As less and less shelf space is allocated to books of immersive reading, there may be some temporary opportunity opened up for the publishers of other books. Books and Books, a chain begun in Miami which is catching attention for its survival strategies during what are generally tough times for bookstores, is famously emphasizing illustrated books. Not only do these not convert well to ebooks, they aren’t as well displayed in an online shopping environment.

At the same time, there are specialty retailers like JoAnn Stores and Michaels that continue to sell books related to their primary businesses selling crafts and hobby materials. These outlets become more important to publishers as bookstore shelf space disappears, but they also become more important to consumers. Since the content these consumers want does not convert as well to digital consumption, it stands to reason that they’ll still want the printed books for some time to come. Publishers of these books will be redoubling their efforts to cover these stores and enable them to substitute for the bookstores being lost.

The publishers I spoke to recently have already “verticalized”; they’ve been publishing in very specific non-fiction subject niches. They’ve been focusing efforts on building up their special sales departments, the part of a book publisher that looks for sales opportunities outside the bookstore and library channels which publishers usually call home.

As digital shifts continue to reduce bookstore shelf space and the readers of novels and biographies spend less time in bookstores where they might see the children’s books and art books and how-to books that don’t work as well on devices, more imagination and innovation will be required of publishers who formerly could make their living selling their wares through those stores. One example is what Workman has done with their soft-reference franchise “1000 Places to See Before You Die”, which they are trying to turn into a monetizable community. This is a good idea and nicely executed; whether it will turn into a profitable one remains to be seen. And, of course, it is not a template that can be broadly applied.

This much is clear. Publishers of immersive reading can, at least in the short run, largely count on keeping the sales from readers they’ve always had. The problem for these publishers will be keeping the big authors (at a sustainable royalty rate) if the business becomes largely digital and most readers can be accessed without the capabilities of a major company operating at scale.

The publishers of the rest of the book output who have depended on the bookstore network would appear to have a far more onerous challenge. They have to largely reinvent their product and perhaps their business models to get some digital revenue without any blueprint for success. In fact, there may not be a replicable template for how we satisfy consumers of much of the non-immersive content which for hundreds of years has been presented in books. But the publishers of those books have no choice except to look for one. With increasing urgency.

STATED TASK 1 >> Copy the rows, starting at the beginning of the rows and ending at the line that contains "xmin=35 ymin=164 xmax=450 ymax=239", with both ends included, and leave the pictures out.
The article on publishing above has no connection to the rows that come after it.

RECORDS SHOWN >>
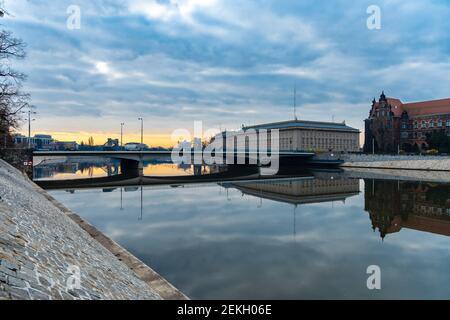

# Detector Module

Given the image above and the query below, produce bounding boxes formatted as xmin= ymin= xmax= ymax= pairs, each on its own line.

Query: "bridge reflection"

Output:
xmin=35 ymin=164 xmax=450 ymax=239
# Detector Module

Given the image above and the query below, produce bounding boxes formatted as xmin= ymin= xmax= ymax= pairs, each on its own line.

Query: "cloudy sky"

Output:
xmin=2 ymin=0 xmax=450 ymax=146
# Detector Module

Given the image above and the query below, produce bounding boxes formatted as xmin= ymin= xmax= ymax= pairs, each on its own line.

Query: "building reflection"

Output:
xmin=364 ymin=179 xmax=450 ymax=239
xmin=221 ymin=176 xmax=360 ymax=205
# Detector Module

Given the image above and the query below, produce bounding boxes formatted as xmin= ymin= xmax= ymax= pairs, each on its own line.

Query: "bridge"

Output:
xmin=34 ymin=165 xmax=324 ymax=190
xmin=33 ymin=150 xmax=322 ymax=174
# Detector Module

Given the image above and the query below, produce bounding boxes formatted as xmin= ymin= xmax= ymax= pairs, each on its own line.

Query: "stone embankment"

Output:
xmin=341 ymin=154 xmax=450 ymax=171
xmin=0 ymin=160 xmax=186 ymax=299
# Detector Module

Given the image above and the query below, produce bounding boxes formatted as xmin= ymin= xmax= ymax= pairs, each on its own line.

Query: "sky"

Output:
xmin=5 ymin=0 xmax=450 ymax=146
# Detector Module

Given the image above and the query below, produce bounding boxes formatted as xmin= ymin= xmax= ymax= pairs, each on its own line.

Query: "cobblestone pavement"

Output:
xmin=0 ymin=160 xmax=161 ymax=299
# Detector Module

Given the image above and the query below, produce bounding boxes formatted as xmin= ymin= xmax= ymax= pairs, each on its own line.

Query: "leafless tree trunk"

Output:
xmin=0 ymin=7 xmax=30 ymax=156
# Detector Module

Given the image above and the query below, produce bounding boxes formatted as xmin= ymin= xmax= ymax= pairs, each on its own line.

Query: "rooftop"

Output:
xmin=375 ymin=98 xmax=450 ymax=117
xmin=243 ymin=120 xmax=359 ymax=132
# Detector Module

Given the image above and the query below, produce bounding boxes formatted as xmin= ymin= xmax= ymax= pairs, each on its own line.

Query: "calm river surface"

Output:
xmin=35 ymin=163 xmax=450 ymax=299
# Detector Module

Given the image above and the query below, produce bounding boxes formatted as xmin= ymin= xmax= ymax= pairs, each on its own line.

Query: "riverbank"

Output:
xmin=341 ymin=154 xmax=450 ymax=171
xmin=0 ymin=160 xmax=186 ymax=300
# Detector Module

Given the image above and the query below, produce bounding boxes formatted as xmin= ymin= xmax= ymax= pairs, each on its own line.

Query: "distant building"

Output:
xmin=214 ymin=120 xmax=360 ymax=152
xmin=14 ymin=134 xmax=55 ymax=150
xmin=124 ymin=142 xmax=148 ymax=151
xmin=364 ymin=92 xmax=450 ymax=153
xmin=52 ymin=141 xmax=78 ymax=151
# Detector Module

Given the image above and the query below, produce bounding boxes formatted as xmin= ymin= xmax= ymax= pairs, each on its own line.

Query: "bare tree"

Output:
xmin=0 ymin=6 xmax=30 ymax=148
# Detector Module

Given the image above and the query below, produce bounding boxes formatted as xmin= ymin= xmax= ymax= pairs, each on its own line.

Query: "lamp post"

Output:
xmin=138 ymin=117 xmax=144 ymax=148
xmin=120 ymin=122 xmax=125 ymax=147
xmin=28 ymin=108 xmax=36 ymax=149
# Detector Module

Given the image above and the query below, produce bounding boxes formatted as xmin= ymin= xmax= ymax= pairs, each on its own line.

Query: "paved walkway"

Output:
xmin=0 ymin=160 xmax=185 ymax=299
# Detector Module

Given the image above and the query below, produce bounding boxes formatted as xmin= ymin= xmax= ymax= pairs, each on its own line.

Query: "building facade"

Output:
xmin=216 ymin=120 xmax=360 ymax=152
xmin=364 ymin=92 xmax=450 ymax=153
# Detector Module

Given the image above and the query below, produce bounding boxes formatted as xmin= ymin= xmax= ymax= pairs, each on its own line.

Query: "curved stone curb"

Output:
xmin=0 ymin=159 xmax=188 ymax=300
xmin=27 ymin=172 xmax=189 ymax=300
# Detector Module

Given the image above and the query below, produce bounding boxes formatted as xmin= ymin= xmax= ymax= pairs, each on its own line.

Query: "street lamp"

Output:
xmin=23 ymin=108 xmax=36 ymax=149
xmin=120 ymin=122 xmax=125 ymax=147
xmin=138 ymin=118 xmax=144 ymax=148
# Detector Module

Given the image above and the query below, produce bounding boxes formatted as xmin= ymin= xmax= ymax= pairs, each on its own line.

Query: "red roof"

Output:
xmin=375 ymin=98 xmax=450 ymax=117
xmin=403 ymin=99 xmax=450 ymax=116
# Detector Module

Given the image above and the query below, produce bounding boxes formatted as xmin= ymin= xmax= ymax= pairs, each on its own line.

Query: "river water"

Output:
xmin=34 ymin=162 xmax=450 ymax=299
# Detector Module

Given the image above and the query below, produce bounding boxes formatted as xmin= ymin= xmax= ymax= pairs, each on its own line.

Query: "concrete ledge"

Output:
xmin=342 ymin=154 xmax=450 ymax=171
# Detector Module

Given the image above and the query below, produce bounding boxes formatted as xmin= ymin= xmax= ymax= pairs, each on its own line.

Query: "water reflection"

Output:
xmin=34 ymin=161 xmax=450 ymax=299
xmin=364 ymin=179 xmax=450 ymax=238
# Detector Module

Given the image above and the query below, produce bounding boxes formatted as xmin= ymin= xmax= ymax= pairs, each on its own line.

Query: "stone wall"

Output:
xmin=0 ymin=160 xmax=165 ymax=299
xmin=340 ymin=154 xmax=450 ymax=171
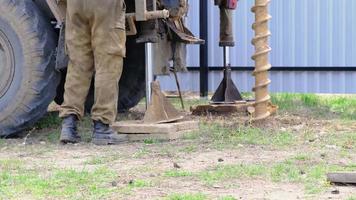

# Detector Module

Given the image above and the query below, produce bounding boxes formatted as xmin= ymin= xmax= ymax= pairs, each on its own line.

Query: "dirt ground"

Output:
xmin=0 ymin=95 xmax=356 ymax=200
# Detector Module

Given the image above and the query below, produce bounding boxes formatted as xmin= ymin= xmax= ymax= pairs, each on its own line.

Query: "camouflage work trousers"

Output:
xmin=60 ymin=0 xmax=126 ymax=124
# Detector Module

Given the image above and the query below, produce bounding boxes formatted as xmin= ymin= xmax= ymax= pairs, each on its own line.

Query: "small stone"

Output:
xmin=111 ymin=181 xmax=117 ymax=187
xmin=331 ymin=189 xmax=340 ymax=194
xmin=173 ymin=163 xmax=182 ymax=169
xmin=309 ymin=138 xmax=316 ymax=143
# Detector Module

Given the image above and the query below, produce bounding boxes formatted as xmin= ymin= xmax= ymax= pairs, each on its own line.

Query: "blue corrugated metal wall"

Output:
xmin=162 ymin=0 xmax=356 ymax=93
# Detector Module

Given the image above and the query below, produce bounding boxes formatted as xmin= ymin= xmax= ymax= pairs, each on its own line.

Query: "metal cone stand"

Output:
xmin=143 ymin=38 xmax=184 ymax=124
xmin=211 ymin=46 xmax=242 ymax=104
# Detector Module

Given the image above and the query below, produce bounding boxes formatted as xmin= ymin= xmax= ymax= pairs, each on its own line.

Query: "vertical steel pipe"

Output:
xmin=252 ymin=0 xmax=272 ymax=120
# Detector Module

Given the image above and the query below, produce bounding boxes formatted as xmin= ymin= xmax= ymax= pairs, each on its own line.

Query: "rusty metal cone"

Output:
xmin=211 ymin=69 xmax=243 ymax=104
xmin=143 ymin=81 xmax=184 ymax=124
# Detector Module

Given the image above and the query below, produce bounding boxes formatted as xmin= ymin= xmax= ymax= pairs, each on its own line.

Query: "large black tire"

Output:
xmin=0 ymin=0 xmax=60 ymax=137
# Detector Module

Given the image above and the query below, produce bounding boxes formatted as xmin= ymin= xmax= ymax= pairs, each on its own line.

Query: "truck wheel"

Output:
xmin=0 ymin=0 xmax=59 ymax=137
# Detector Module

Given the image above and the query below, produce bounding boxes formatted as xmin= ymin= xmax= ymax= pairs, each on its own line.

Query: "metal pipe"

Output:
xmin=145 ymin=43 xmax=153 ymax=108
xmin=199 ymin=0 xmax=209 ymax=98
xmin=252 ymin=0 xmax=272 ymax=120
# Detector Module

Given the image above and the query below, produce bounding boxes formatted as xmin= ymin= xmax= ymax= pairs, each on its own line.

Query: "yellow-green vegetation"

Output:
xmin=272 ymin=93 xmax=356 ymax=120
xmin=164 ymin=169 xmax=193 ymax=177
xmin=165 ymin=193 xmax=208 ymax=200
xmin=219 ymin=196 xmax=237 ymax=200
xmin=0 ymin=160 xmax=116 ymax=199
xmin=200 ymin=123 xmax=298 ymax=148
xmin=119 ymin=179 xmax=154 ymax=195
xmin=0 ymin=94 xmax=356 ymax=200
xmin=164 ymin=155 xmax=356 ymax=194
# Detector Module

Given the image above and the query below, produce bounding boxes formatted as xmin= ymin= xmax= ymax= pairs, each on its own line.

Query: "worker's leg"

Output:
xmin=60 ymin=0 xmax=94 ymax=118
xmin=88 ymin=0 xmax=126 ymax=124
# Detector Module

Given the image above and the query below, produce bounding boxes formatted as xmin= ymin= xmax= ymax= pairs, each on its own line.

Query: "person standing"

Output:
xmin=60 ymin=0 xmax=127 ymax=145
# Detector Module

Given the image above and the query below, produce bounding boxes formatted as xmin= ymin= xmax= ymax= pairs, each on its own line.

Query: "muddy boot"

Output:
xmin=136 ymin=20 xmax=158 ymax=43
xmin=60 ymin=115 xmax=81 ymax=144
xmin=92 ymin=121 xmax=128 ymax=145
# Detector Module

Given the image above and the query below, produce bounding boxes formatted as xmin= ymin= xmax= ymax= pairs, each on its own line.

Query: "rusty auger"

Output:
xmin=252 ymin=0 xmax=272 ymax=120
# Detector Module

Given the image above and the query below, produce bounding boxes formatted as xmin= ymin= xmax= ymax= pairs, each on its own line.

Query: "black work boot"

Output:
xmin=92 ymin=121 xmax=128 ymax=145
xmin=60 ymin=115 xmax=81 ymax=144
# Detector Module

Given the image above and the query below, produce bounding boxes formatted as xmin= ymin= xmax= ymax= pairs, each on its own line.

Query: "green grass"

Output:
xmin=219 ymin=196 xmax=237 ymax=200
xmin=272 ymin=93 xmax=356 ymax=120
xmin=164 ymin=170 xmax=193 ymax=178
xmin=120 ymin=179 xmax=154 ymax=195
xmin=201 ymin=123 xmax=298 ymax=148
xmin=165 ymin=193 xmax=208 ymax=200
xmin=322 ymin=132 xmax=356 ymax=150
xmin=194 ymin=159 xmax=356 ymax=194
xmin=0 ymin=138 xmax=6 ymax=147
xmin=197 ymin=164 xmax=267 ymax=185
xmin=35 ymin=113 xmax=62 ymax=129
xmin=0 ymin=160 xmax=117 ymax=199
xmin=84 ymin=155 xmax=119 ymax=165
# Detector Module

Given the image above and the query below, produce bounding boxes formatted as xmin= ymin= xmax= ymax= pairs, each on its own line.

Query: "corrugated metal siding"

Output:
xmin=162 ymin=0 xmax=356 ymax=93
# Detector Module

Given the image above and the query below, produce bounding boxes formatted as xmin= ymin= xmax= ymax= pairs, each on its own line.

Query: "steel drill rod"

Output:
xmin=172 ymin=68 xmax=185 ymax=110
xmin=146 ymin=43 xmax=153 ymax=109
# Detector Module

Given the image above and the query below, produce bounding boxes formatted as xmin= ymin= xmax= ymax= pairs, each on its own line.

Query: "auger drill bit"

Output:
xmin=252 ymin=0 xmax=272 ymax=120
xmin=211 ymin=0 xmax=242 ymax=104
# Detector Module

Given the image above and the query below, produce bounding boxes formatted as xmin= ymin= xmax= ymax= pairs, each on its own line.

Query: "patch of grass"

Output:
xmin=35 ymin=113 xmax=62 ymax=129
xmin=78 ymin=116 xmax=93 ymax=143
xmin=0 ymin=138 xmax=6 ymax=147
xmin=292 ymin=154 xmax=311 ymax=161
xmin=272 ymin=93 xmax=356 ymax=120
xmin=201 ymin=123 xmax=298 ymax=148
xmin=219 ymin=196 xmax=237 ymax=200
xmin=165 ymin=193 xmax=208 ymax=200
xmin=84 ymin=155 xmax=119 ymax=165
xmin=179 ymin=144 xmax=198 ymax=153
xmin=0 ymin=164 xmax=116 ymax=199
xmin=193 ymin=156 xmax=356 ymax=194
xmin=0 ymin=159 xmax=24 ymax=172
xmin=120 ymin=179 xmax=153 ymax=195
xmin=143 ymin=138 xmax=159 ymax=144
xmin=164 ymin=170 xmax=193 ymax=177
xmin=323 ymin=132 xmax=356 ymax=150
xmin=132 ymin=147 xmax=151 ymax=158
xmin=47 ymin=129 xmax=61 ymax=143
xmin=198 ymin=164 xmax=267 ymax=185
xmin=182 ymin=131 xmax=200 ymax=140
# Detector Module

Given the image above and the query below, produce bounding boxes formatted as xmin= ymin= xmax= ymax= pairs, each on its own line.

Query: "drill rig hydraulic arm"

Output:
xmin=46 ymin=0 xmax=169 ymax=31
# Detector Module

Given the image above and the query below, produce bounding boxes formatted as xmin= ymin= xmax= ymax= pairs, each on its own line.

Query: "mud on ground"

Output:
xmin=0 ymin=95 xmax=356 ymax=200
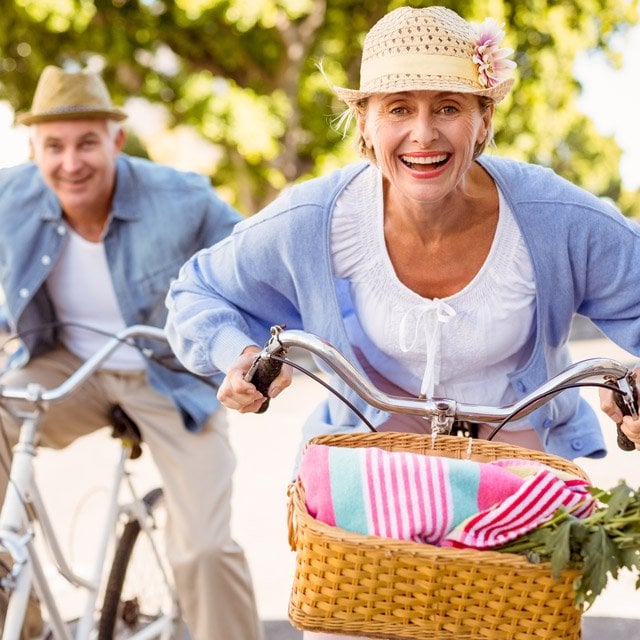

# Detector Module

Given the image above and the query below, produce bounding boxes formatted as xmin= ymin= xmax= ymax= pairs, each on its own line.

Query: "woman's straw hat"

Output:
xmin=16 ymin=66 xmax=127 ymax=125
xmin=334 ymin=7 xmax=515 ymax=104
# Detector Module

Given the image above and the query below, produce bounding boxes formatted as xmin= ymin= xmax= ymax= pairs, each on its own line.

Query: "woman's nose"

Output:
xmin=412 ymin=114 xmax=438 ymax=145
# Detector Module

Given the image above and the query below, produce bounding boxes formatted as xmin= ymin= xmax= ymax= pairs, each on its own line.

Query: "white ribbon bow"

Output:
xmin=399 ymin=298 xmax=457 ymax=398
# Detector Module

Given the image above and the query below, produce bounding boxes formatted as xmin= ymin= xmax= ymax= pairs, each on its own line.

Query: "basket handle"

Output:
xmin=287 ymin=482 xmax=298 ymax=551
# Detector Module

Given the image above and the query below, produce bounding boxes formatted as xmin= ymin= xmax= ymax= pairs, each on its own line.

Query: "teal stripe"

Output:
xmin=329 ymin=447 xmax=368 ymax=534
xmin=446 ymin=459 xmax=480 ymax=526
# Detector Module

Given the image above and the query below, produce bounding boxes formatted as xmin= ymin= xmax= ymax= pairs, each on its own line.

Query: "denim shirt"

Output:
xmin=0 ymin=154 xmax=241 ymax=430
xmin=166 ymin=156 xmax=640 ymax=458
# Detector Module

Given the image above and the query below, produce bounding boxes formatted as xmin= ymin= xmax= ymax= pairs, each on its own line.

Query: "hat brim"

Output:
xmin=333 ymin=78 xmax=514 ymax=106
xmin=16 ymin=109 xmax=127 ymax=125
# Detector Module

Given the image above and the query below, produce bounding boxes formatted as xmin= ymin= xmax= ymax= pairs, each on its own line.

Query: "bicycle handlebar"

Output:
xmin=246 ymin=326 xmax=637 ymax=440
xmin=0 ymin=324 xmax=167 ymax=403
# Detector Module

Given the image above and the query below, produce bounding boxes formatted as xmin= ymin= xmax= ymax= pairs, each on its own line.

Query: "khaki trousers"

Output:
xmin=0 ymin=348 xmax=263 ymax=640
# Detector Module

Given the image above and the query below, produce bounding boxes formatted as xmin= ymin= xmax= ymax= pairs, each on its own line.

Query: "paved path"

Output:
xmin=38 ymin=332 xmax=640 ymax=640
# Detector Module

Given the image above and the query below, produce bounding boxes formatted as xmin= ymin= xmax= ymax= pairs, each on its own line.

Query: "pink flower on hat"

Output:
xmin=471 ymin=18 xmax=516 ymax=88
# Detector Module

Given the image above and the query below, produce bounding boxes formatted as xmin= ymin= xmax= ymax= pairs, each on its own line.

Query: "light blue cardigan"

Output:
xmin=166 ymin=157 xmax=640 ymax=459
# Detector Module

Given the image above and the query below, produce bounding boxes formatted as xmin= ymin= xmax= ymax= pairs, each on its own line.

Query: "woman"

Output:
xmin=167 ymin=2 xmax=640 ymax=458
xmin=167 ymin=7 xmax=640 ymax=640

STATED TASK 2 >> Continue the article on publishers and shrinking bookstore shelf space, starting after its final sentence.

FINAL RESULT 1 >>
# Detector Module

Given the image above and the query below, produce bounding boxes formatted as xmin= ymin= xmax= ymax= pairs, each on its own line.

Query: "bridge reflection"

Output:
xmin=35 ymin=164 xmax=450 ymax=239

FINAL RESULT 2 >>
Of course, the Holy Grail is to monetize the content in other ways, made possible by XML workflows, taxonomies, and lots of intelligent tagging. There are instances where this works: Wiley and Random House both have robust b2b businesses with their travel content. But it is a significant incremental effort to go from being a book publisher, even a niche-y one, to creating a profitable business model around multiple uses of the content and the community the content attracts. It has been the mission of the company that is our partner in Digital Book World, F+W Media. Their scale enables them to spread the cost of investments across a substantial number of communities. This is not just about technology. For example, their crack events team, which makes the complex DBW event run like an atomic clock, is employed by a variety of the 20 or more F+W communities over the course of the year.  

One of the DBW sessions this year is “The Digital Future for the Illustrated Book” which will feature speakers from Kobo, Time Home Entertainment, Quarto Publishing, and Aptara.

One other trick being employed worth mentioning is a digital add-on to the print book. Melville House, an innovative publisher tied to a bookstore in Brooklyn, calls these web-based efforts “hybrid books” and they call the enhancements “illuminations.” A variation on the theme has been employed by the innovative publisher Black Dog & Leventhal; they add a CD-Rom with all the artwork in the Louvre to add to their Louvre book and all the cartoons in the history of New Yorker, which would never fit into a print book. It was a BDL book on The Elements which spawned the breakthrough iPad app. These are useful ideas, but I’m not sure they solve the existential problem publishers are facing.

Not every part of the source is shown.